■ **TEXT SECTION**:
Charlotte Perkins Gilman

From New World Encyclopedia


Charlotte Perkins Gilman
Charlotte Perkins Gilman c. 1900.jpg
Charlotte Perkins Gilman
Born: July 4, 1860
Died: August 17, 1935
Occupation(s): Short story and non-fiction writer, novelist, commercial artist, lecturer and social reformer.
Magnum opus: "The Yellow Wallpaper"

Charlotte Perkins Gilman (July 3, 1860 – August 17, 1935) was a prominent American feminist, writer, lecturer, and social reformer during the early 1900s. She was born into the renowned Beecher family that included notables like author and abolitionist, Harriet Beecher Stowe, and abolitionist ministers, Lyman Beecher and Henry Ward Beecher. Although her works went largely unnoticed for decades, interest in her writing was revived by adherents of women's studies in the 1970s. Her short story, "The Yellow Wallpaper," which sparked a controversy in her day, is her best known work. The tale, told in a Gothic mode, is a fictional account of her own struggle with depression and the subsequently misguided medical advice that she received. In an era when women were beginning to challenge traditional concepts about their role in society, Gilman advocated greater awareness in many areas of a woman's life.

Biography

Early life and first marriage

Gilman was born Charlotte Anna Perkins in Hartford, Connecticut, the daughter of Mary Perkins (formerly Mary Fitch Westcott) and Frederic Beecher Perkins, a librarian and magazine editor, and nephew of Harriet Beecher Stowe, author of Uncle Tom's Cabin. Her father abandoned the family and left them with his progressive aunts, who also included Catharine Beecher and Isabella Beecher Hooker. Her mother was forced to move often and lived with various relatives in order to support the family; as a result, Perkins was largely schooled at home. She was a highly imaginative child who loved the fiction of Louisa May Alcott, but her mother discouraged her writing and her tendency to live in a "dream world."[1] She came to be deeply influenced by her reform-minded aunts who encouraged friendships with other females within their intellectual circle. Her best friend was Grace Channing, granddaughter of the eminent Unitarian thinker William Ellery Channing.

■ **BRIEF 1**:
In the article on Charlotte Perkins Gilman, who is named as her best friend?
■ **BRIEF 2**:
List every occupation that the article on Charlotte Perkins Gilman gives under "Occupation(s)".
■ **BRIEF 3**:
Extend the article on Charlotte Perkins Gilman, starting after its final sentence.

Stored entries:
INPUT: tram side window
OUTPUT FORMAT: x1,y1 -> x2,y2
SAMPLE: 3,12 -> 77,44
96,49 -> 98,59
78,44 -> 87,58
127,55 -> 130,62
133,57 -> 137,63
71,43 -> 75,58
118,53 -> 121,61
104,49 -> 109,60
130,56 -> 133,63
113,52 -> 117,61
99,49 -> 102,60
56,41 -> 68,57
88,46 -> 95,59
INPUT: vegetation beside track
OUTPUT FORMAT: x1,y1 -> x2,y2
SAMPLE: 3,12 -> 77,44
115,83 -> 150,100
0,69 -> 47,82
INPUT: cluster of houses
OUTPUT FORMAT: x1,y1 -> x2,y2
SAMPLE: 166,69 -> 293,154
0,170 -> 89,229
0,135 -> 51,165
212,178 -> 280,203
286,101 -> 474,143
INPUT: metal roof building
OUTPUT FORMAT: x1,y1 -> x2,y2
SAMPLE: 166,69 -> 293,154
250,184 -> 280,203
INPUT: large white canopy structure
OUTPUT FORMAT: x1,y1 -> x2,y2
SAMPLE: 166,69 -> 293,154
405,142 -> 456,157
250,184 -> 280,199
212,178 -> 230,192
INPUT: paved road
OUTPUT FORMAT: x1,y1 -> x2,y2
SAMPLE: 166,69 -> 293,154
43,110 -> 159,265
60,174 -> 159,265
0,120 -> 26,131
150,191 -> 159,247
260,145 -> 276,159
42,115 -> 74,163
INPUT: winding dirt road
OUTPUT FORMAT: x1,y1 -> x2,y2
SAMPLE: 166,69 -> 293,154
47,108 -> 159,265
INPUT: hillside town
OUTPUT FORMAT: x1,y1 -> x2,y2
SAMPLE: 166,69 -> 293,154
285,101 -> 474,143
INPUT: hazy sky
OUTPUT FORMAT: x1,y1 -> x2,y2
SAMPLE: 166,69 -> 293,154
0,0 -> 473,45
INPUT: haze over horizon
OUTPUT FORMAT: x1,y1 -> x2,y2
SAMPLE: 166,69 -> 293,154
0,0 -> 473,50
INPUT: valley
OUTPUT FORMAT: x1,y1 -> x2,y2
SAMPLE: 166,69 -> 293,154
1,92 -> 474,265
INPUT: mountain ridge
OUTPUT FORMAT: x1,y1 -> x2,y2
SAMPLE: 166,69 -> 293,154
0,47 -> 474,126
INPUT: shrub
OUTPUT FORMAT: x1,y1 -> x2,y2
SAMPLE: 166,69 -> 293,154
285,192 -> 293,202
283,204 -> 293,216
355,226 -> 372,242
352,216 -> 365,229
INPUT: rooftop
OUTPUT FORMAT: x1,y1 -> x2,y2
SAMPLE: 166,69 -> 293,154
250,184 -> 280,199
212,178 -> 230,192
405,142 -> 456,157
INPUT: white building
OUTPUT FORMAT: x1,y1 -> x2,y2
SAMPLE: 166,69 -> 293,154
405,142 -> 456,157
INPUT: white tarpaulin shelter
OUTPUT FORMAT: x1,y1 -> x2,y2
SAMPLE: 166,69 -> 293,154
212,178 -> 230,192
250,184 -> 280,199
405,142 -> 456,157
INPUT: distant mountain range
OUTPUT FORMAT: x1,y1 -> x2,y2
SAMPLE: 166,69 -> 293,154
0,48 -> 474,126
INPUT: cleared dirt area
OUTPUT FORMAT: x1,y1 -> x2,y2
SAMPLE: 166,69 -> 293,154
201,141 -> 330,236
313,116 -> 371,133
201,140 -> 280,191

■ **ANSWER SPACE 1**:
Grace Channing, granddaughter of the Unitarian thinker William Ellery Channing.

■ **ANSWER SPACE 2**:
Short story and non-fiction writer, novelist, commercial artist, lecturer, and social reformer.

■ **ANSWER SPACE 3**:
After two years at the Rhode Island School of Design, Gilman supported herself as a greeting-card artist. In 1884, Charles Walter Stetson, a fellow artist, repeatedly asked for her hand in marriage. Although she had misgivings, she felt it was her duty to conform to societal expectations.[2] Her only child, Katharine Beecher Stetson, was born that same year. Adjustment to marriage and motherhood was difficult for Perkins, and she suffered from depression, which would periodically return throughout her life.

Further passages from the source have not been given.